▸ **YOUR OBJECTIVE**:
Please copy everything in the passage below from "In Chapter 15" down to "the ‘brotherhood’ of Rosecrucians.", changing "kindred spirits" to "like-minded thinkers".

▸ **PASSAGE SHOWN**:

:::::

Fig. 12. Magic square corresponding to the Moon in Agrippa’s De occulta philosophia. Courtesy of the
Akademische Druck- und Verlagsanstalt, Graz (cf. [1]).

If the square is etched on an amulet of lead while the Moon is in an unfavourable position,
it will bring evil to the inhabitants of the area where it is buried.
In Chapter 15 Teun Koetsier and Karin Reich describe the numerology of Michael Stifel
(1487–1567). Although Stifel’s numerology is embedded in his Lutheran faith, and his interests merely concern the interpretation of the Bible and God’s plans with the world, Stifel
and Agrippa are kindred spirits. After Stifel the interest in numerology in Germany did not
disappear. In Chapter 16 Ivo Schneider discusses the numerological theories of Johannes
Faulhaber (1580–1635). Schneider also discusses the ‘brotherhood’ of Rosecrucians.

5. The Scientific Revolution and its aftermath
5.1. The Scientific Revolution
The Renaissance culminated in what is commonly called the Scientific Revolution. The
new science that developed in the seventeenth century differed in several important respects from Greek and medieval science. A novel and very important characteristic is the
great emphasis placed on observation and experiment. A second, no less important characteristic is the conviction that the structure of the material world is mathematical. This
implied that the laws of nature had to be formulated in mathematical terms. The result was

Introduction

29

that mathematics invaded natural philosophy in an unprecedented way. In the Middle Ages
philosophers and theologians had been the specialists on nature. The Scientific Revolution
led in the course of time to the demise of their authority. In this process Galileo Galilei
(1564–1642) played a pivotal role. In order to be taken seriously Galilei needed a metaphysical legitimation for his mathematical science. In Chapter 18 Volker Remmert shows
how Galilei constructed this new legitimation. Galilei did not describe nature; he needed
and wanted to read it. He presented mathematics as the only way to decode and understand the book of nature, a book written by God in the language of mathematics. Nature
in this context included both terrestrial and celestial phenomena. The idea that the laws
of nature are universal without a special status for the heavens, is a third characteristic
of the Scientific Revolution. A fourth characteristic is a novel, very influential, mechanistic account of the material world. The result of this mechanistic view of nature was
that in the seventeenth century all natural phenomena were explained in terms of moving
particles. This led to mechanistic, non-theological accounts of the world and man. In this
respect the French philosopher and mathematician René Descartes (1596–1650) played a
crucial role. Descartes’ fascination with mathematics is an essential clue to understanding
his philosophical ideas. In the world view of Descartes and his followers, reason is given
an absolute authority. His critics saw this as a threat to theology, and indeed, the Cartesians not only revolutionized science but Bible criticism as well. In Chapter 20 Jean-Marie
Nicolle analyses the way in which mathematics functioned for Descartes as a model for his
metaphysics.

:::::

▸ **SUPPLIED MATERIAL**:

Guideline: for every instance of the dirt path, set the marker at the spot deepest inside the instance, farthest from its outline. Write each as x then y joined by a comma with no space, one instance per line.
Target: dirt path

:::::

▸ **FULL OUTPUT**:
In Chapter 15 Teun Koetsier and Karin Reich describe the numerology of Michael Stifel
(1487–1567). Although Stifel’s numerology is embedded in his Lutheran faith, and his interests merely concern the interpretation of the Bible and God’s plans with the world, Stifel
and Agrippa are like-minded thinkers. After Stifel the interest in numerology in Germany did not
disappear. In Chapter 16 Ivo Schneider discusses the numerological theories of Johannes
Faulhaber (1580–1635). Schneider also discusses the ‘brotherhood’ of Rosecrucians.